■ **Problem 1**
In the post announcing the web framework, what library is the new HTTP server and application framework built on?

Hi all,
One of my side projects for the last few years has been to experiment with new ways of writing web applications, learning from our experience with Seaside, but moving beyond it and trying to keep pace with the state of the art in web application design. This hasn't been a big secret—I've talked about the project and given demos in various places—but I've been holding off on open-sourcing it until I had something that I felt was ready for public scrutiny. Well, recently Chris Cunnington would have none of that and challenged me to release it already or shut up about it. So, here it is. ;-) The framework is called Altitude, and released under the MIT license. It's a brand-new, from-scratch HTTP server and application framework written on top of Xtreams. It's still pretty raw. There's lots of features missing and some functionality is present but completely untested, as I've implemented things as I need them for my application. There's no documentation and very few comments. If you want to play around with it, execute the attached load script in an up-to-date 4.4 image. The project repository is here: http://source.wiresong.ca/al Colin al-load-bleading-edge.st (3K) Download Attachment |
Can you describe how it compares (or doesn't) to Seaside or other web technologies?

■ **Exercise data**
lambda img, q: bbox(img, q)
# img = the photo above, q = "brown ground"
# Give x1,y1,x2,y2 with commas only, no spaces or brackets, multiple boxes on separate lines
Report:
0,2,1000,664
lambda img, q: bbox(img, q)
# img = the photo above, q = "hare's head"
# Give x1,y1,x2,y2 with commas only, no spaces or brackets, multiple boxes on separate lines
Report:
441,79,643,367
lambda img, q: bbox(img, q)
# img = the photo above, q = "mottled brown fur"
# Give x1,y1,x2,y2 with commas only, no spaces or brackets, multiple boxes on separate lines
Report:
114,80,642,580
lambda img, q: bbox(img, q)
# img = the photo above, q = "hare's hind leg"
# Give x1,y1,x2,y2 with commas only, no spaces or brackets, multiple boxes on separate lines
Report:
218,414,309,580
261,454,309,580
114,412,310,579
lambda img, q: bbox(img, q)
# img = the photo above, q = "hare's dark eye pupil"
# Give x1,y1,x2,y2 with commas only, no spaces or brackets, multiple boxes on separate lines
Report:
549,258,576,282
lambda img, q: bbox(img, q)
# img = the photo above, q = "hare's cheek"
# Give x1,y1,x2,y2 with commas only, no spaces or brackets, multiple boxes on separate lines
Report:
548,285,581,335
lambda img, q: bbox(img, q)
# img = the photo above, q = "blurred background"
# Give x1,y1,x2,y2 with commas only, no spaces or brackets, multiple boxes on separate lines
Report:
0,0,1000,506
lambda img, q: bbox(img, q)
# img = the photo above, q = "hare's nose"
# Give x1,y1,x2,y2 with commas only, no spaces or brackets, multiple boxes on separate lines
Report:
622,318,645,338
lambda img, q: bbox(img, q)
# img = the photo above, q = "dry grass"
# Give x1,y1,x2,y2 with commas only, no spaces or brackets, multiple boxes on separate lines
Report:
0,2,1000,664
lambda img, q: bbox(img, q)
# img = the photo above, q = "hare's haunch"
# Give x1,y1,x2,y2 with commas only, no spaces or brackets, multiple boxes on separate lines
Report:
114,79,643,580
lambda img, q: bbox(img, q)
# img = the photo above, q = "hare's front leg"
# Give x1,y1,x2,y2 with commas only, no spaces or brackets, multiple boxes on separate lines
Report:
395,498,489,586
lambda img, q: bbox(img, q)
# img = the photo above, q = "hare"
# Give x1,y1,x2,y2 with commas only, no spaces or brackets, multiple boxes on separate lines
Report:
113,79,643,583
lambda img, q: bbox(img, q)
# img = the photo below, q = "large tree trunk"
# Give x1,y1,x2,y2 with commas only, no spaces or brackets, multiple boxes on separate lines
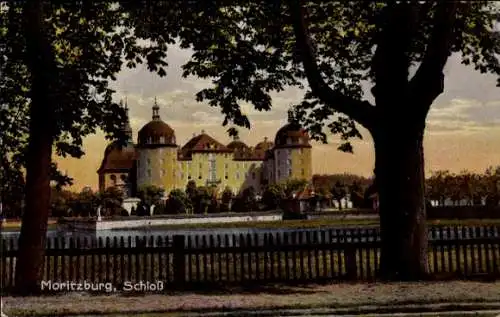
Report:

■ **Problem 2**
Find each line of the records that contains the string "above" and copy it out. Match case exactly.

■ **Full answer 1**
Xtreams

■ **Full answer 2**
# img = the photo above, q = "brown ground"
# img = the photo above, q = "hare's head"
# img = the photo above, q = "mottled brown fur"
# img = the photo above, q = "hare's hind leg"
# img = the photo above, q = "hare's dark eye pupil"
# img = the photo above, q = "hare's cheek"
# img = the photo above, q = "blurred background"
# img = the photo above, q = "hare's nose"
# img = the photo above, q = "dry grass"
# img = the photo above, q = "hare's haunch"
# img = the photo above, q = "hare's front leg"
# img = the photo above, q = "hare"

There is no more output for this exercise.